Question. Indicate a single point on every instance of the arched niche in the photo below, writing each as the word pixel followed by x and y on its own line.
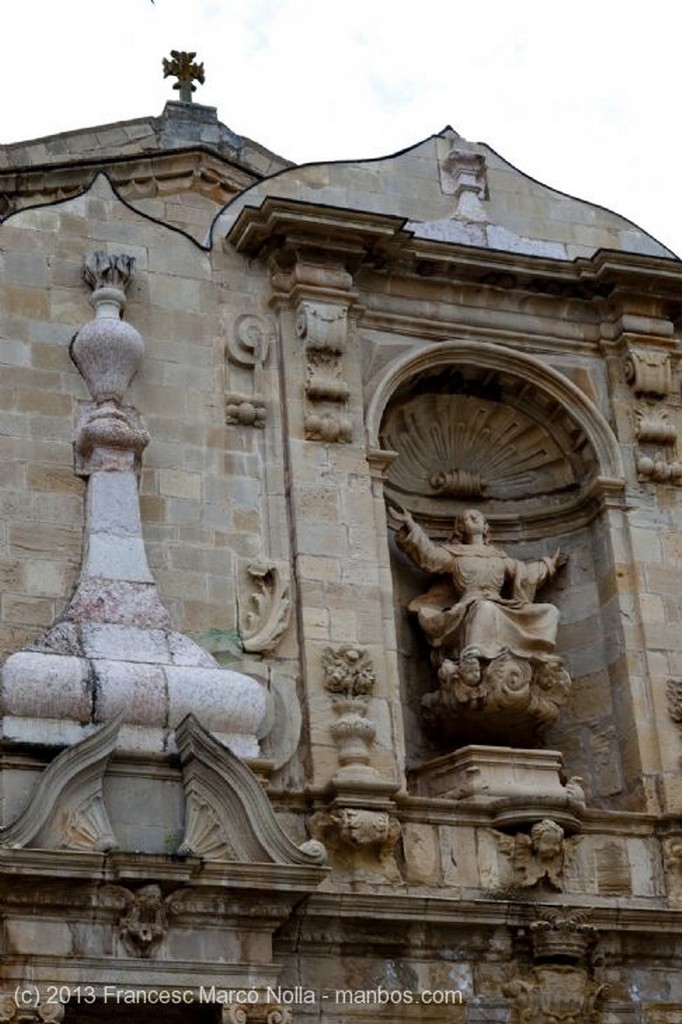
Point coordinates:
pixel 473 424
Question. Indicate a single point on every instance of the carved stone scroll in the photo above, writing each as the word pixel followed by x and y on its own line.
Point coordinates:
pixel 265 612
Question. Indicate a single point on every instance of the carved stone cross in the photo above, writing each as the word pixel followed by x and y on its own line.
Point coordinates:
pixel 185 71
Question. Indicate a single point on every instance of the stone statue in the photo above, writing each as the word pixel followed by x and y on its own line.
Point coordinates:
pixel 492 644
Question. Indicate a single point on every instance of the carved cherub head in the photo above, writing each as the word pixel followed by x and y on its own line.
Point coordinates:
pixel 469 524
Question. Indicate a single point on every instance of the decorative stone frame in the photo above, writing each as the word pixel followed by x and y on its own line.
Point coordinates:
pixel 593 507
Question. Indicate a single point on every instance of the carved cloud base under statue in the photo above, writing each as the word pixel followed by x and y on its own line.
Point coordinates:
pixel 496 699
pixel 514 785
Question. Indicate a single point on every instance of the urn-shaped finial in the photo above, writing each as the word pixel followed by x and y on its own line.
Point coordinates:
pixel 107 350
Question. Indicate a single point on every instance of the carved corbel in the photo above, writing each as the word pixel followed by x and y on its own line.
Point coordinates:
pixel 356 828
pixel 247 347
pixel 674 694
pixel 323 328
pixel 267 1013
pixel 648 373
pixel 464 174
pixel 536 858
pixel 265 612
pixel 143 916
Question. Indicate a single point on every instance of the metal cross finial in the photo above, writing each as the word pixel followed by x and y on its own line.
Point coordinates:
pixel 182 68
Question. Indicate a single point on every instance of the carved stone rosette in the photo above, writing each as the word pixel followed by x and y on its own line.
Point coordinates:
pixel 349 679
pixel 42 1013
pixel 323 328
pixel 496 698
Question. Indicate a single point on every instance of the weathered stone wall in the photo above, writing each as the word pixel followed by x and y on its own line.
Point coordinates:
pixel 273 361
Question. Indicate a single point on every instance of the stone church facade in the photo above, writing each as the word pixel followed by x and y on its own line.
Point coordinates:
pixel 340 553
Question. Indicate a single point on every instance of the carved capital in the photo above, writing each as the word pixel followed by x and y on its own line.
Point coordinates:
pixel 42 1013
pixel 674 694
pixel 564 933
pixel 648 373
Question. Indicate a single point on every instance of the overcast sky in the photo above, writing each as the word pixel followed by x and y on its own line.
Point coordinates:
pixel 584 96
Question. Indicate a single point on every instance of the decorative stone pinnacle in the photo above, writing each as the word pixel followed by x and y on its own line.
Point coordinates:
pixel 182 68
pixel 107 350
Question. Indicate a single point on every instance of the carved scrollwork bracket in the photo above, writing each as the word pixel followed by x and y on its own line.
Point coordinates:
pixel 649 374
pixel 247 349
pixel 265 611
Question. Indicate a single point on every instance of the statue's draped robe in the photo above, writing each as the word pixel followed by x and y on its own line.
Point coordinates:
pixel 466 612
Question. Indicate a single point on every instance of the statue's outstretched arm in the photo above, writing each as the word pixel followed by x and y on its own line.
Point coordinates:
pixel 417 545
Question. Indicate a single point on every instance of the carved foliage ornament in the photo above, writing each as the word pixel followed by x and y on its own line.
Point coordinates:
pixel 538 857
pixel 648 372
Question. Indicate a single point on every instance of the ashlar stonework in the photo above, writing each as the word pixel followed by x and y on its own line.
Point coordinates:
pixel 417 775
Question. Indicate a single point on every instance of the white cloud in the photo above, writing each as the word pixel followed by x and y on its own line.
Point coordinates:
pixel 582 95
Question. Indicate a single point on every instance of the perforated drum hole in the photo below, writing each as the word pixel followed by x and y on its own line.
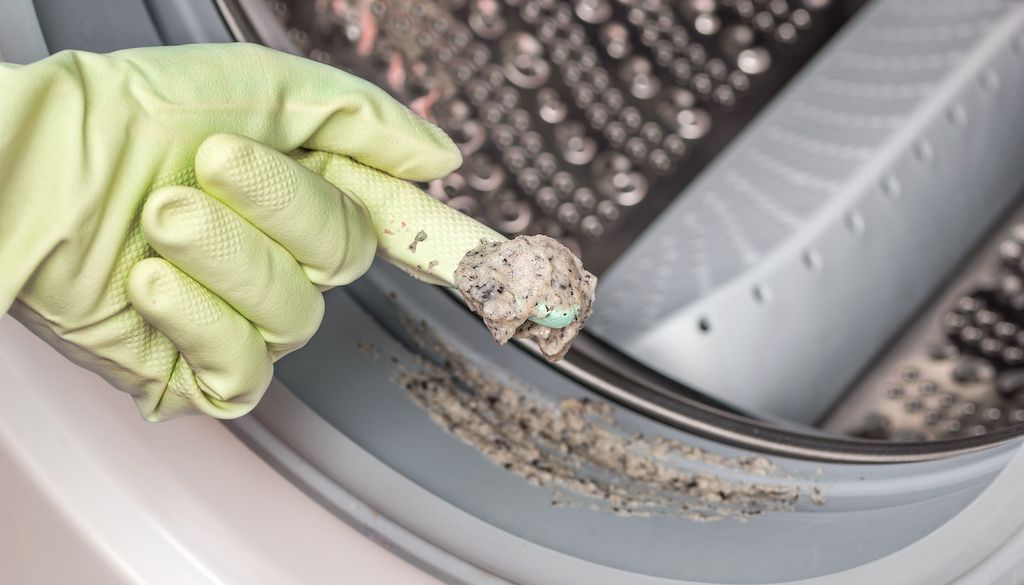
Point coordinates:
pixel 761 294
pixel 956 115
pixel 704 325
pixel 924 153
pixel 890 186
pixel 812 260
pixel 989 80
pixel 855 222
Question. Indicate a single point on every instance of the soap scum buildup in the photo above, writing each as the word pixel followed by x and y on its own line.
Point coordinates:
pixel 576 450
pixel 504 282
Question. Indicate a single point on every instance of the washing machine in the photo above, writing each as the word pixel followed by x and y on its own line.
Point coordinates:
pixel 806 363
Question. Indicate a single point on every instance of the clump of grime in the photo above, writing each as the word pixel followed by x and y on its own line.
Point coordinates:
pixel 576 449
pixel 505 282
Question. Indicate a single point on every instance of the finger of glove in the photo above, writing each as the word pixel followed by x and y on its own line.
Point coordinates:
pixel 239 263
pixel 227 356
pixel 330 234
pixel 287 101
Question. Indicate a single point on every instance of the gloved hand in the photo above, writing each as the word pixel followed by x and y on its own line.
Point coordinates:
pixel 154 232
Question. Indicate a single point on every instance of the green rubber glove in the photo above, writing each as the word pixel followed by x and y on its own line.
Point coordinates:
pixel 154 232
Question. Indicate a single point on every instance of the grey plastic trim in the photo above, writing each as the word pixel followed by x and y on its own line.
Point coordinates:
pixel 183 22
pixel 97 26
pixel 20 38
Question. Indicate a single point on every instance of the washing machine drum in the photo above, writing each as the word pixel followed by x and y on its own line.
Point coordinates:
pixel 807 347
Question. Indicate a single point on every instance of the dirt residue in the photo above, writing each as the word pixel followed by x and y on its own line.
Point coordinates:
pixel 505 282
pixel 576 449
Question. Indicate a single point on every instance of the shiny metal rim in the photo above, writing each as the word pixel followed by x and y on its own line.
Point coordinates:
pixel 609 373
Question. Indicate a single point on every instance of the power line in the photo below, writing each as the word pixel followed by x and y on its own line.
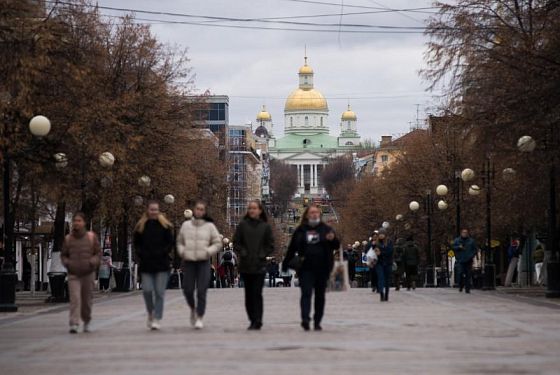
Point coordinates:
pixel 416 10
pixel 232 19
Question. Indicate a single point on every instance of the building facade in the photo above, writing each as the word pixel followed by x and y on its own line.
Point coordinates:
pixel 245 172
pixel 307 144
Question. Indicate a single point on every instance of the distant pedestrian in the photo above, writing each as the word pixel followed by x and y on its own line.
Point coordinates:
pixel 411 259
pixel 384 266
pixel 197 242
pixel 228 262
pixel 398 261
pixel 351 256
pixel 253 241
pixel 105 271
pixel 153 241
pixel 81 255
pixel 514 253
pixel 538 259
pixel 310 253
pixel 372 273
pixel 465 251
pixel 273 273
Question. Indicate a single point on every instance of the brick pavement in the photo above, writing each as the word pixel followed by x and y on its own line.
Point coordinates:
pixel 431 331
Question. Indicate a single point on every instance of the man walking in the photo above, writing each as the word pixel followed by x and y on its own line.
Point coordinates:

☆ ☆ ☆ ☆ ☆

| Activity |
Pictures do not belong in the copy. Please reproduce the entries above exactly otherwise.

| Finished exercise |
Question. Indicate a single point on every instance of the arched niche in the photo below, writing each as the word pixel followed by x and y on its own line.
Point coordinates:
pixel 473 424
Question. Indicate a single point on every instance of the carved stone scroll in the photo above, writing each as the word pixel followed by x and y on its own line.
Point coordinates:
pixel 265 612
Question. Indicate a single point on every instance of the carved stone cross in the photo above, writing each as the word pixel followed by x and y on its own line.
Point coordinates:
pixel 185 71
Question. Indicate a single point on every instance of the stone statue in the photo above, writing each as the word pixel followed by x and y on its own line.
Point coordinates:
pixel 492 644
Question. Indicate a single point on every instance of the carved cherub head in the photo above, writing each as the word pixel followed by x and y on its own line.
Point coordinates:
pixel 469 524
Question. Indicate a single point on every instance of the decorative stone frame in the photo above, writing each as the word pixel followed by x and y on its own line.
Point coordinates:
pixel 593 507
Question. Indicate a single point on every instance of the carved cloud base under statue in the photo above, writing each as the word pixel followed by x and y on its own line.
Point coordinates:
pixel 496 699
pixel 514 785
Question. Indicate a single point on every instance of the urn-shaped finial in the photo above, writing each as the word pixel followed by x and y on its own line.
Point coordinates:
pixel 107 350
Question. Indicate a single point on every instance of the carved corbel in the photo above, writing each as the word pixel followed by x and y on its own line.
Point coordinates:
pixel 356 828
pixel 247 347
pixel 674 694
pixel 323 328
pixel 267 1013
pixel 648 373
pixel 464 174
pixel 536 858
pixel 265 612
pixel 143 916
Question. Indicate a single point on every instance of the metal cross finial in the photo above, writing each as the word pixel followed by x and y on its own line.
Point coordinates:
pixel 182 68
Question. Indicate a single point on every instance of the carved stone rosette in the photo above, writing each as the word pixel followed by x and y on its own line.
Point coordinates:
pixel 349 679
pixel 42 1013
pixel 323 328
pixel 496 698
Question. Indicate a single point on every instance of the weathered stone wall in the photo above, writing each as the word pixel followed by x and y on its own line.
Point coordinates:
pixel 273 361
Question. Indicate a single point on every instance of the stone church facade in the photo above, writing each as the word pixel followed by x and y on its own line.
Point coordinates:
pixel 340 553
Question. Indicate a single point on every instance of the carved capital in the photo above, writing each as the word pixel followed by x and y on its own line.
Point coordinates:
pixel 42 1013
pixel 674 694
pixel 564 933
pixel 648 373
Question. Indicate a single point on every instance of the overcast sky in the photo above, writing each as the word pixel followed by x and y on its own line.
Point coordinates:
pixel 584 96
Question. Indicate a single point on every instance of the decorative stone pinnacle in the photo above, writing each as the word pixel followed by x and y on its own line.
Point coordinates:
pixel 182 68
pixel 107 350
Question. Indicate a single point on every instance of the carved scrollwork bracket in the photo above, writing each as the word pixel followed by x and y on its own line.
Point coordinates:
pixel 649 374
pixel 247 349
pixel 265 611
Question. Indicate a single point on every instance of the statue's draped robe in the photo above, writing each as the word pixel followed by x and y on its own line.
Point coordinates:
pixel 466 612
Question. Indicate a single point on every instance of the statue's outstretched arm in the photo above, writing each as the word pixel followed by x and y on its own line.
Point coordinates:
pixel 417 545
Question. Indicate a single point on every instance of the carved foliage ornament in the photo above, writing each as the word pixel followed by x and y on its own line.
Point coordinates:
pixel 538 857
pixel 648 372
Question. Indicate a single point on every instance of the ashlar stonework in the photo above, writing each as the word pixel followed by x and y on its own line.
Point coordinates:
pixel 417 775
Question. Indicate a single point on every instance of the white cloud in the photo above, writing each as the word pixel followed by x and y on its own line.
Point coordinates:
pixel 582 95
Question. Indicate a single point on every instance of the perforated drum hole in the photo below, writing each as the word pixel followed by x and y on its own line.
Point coordinates:
pixel 761 294
pixel 956 115
pixel 704 325
pixel 924 153
pixel 890 186
pixel 812 260
pixel 989 80
pixel 855 222
Question. Indicate a single point on every instance of the soap scum buildup in the photo above, writing each as the word pixel followed by x and y on its own line.
Point coordinates:
pixel 576 450
pixel 504 282
Question. Indicate a single point on every instance of the washing machine in the photo above, writing each as the word pixel followed by x and y on its own line.
Point coordinates:
pixel 806 363
Question. Indicate a single point on every instance of the clump of grime in the photo above, writing each as the word pixel followed by x and y on its own line.
Point coordinates:
pixel 576 449
pixel 505 282
Question. Indicate a single point on every instance of the finger of glove in the photo above, writing each as the word pixel followed by x and y on its own line.
Point coordinates:
pixel 239 263
pixel 227 356
pixel 330 234
pixel 287 101
Question. Indicate a single point on every instance of the gloved hand in the photo above, writing each as the word pixel followed by x and y on its own line.
Point coordinates:
pixel 154 232
Question. Indicate a single point on every instance of the green rubber glove in the photo above, writing each as the word pixel followed by x and y on its own line.
Point coordinates:
pixel 154 232
Question. Indicate a single point on every instance of the grey plastic trim in the photo above, writing each as the word pixel followed by x and y on its own line.
Point coordinates:
pixel 183 22
pixel 97 26
pixel 20 38
Question. Indicate a single point on every instance of the washing machine drum in the photo above, writing each as the word pixel followed by x and y on its own line.
Point coordinates:
pixel 807 347
Question. Indicate a single point on every instance of the dirt residue in the photo above, writing each as the word pixel followed by x and y on its own line.
Point coordinates:
pixel 505 282
pixel 576 449
Question. Indicate a single point on every instance of the shiny metal rim in the photo above, writing each as the word pixel followed by x and y on its own line.
Point coordinates:
pixel 609 373
Question. Indicate a single point on every instance of the power line in the photo below, writing each as the word pixel followed by x and y on its own line.
Point coordinates:
pixel 416 10
pixel 232 19
Question. Indicate a single point on every instance of the building facade in the photo above, writing each as the word pixel followed by x and y on its own line.
Point coordinates:
pixel 245 172
pixel 307 144
Question. Indicate a single point on every instance of the distant pedestrian in the photo above, writing each as the word pixel followed by x and y on its own line.
Point coordinates:
pixel 411 259
pixel 384 266
pixel 197 242
pixel 228 262
pixel 398 261
pixel 351 256
pixel 253 241
pixel 105 271
pixel 153 241
pixel 81 255
pixel 514 253
pixel 538 259
pixel 310 253
pixel 372 273
pixel 465 251
pixel 273 273
Question. Indicate a single point on every instance of the brick pavement in the photo above, writing each as the word pixel followed by x and y on its own line.
Point coordinates:
pixel 431 331
Question. Indicate a single point on every instance of the man walking in the photo above, writing each as the word pixel followed by x and y on its own line.
Point coordinates:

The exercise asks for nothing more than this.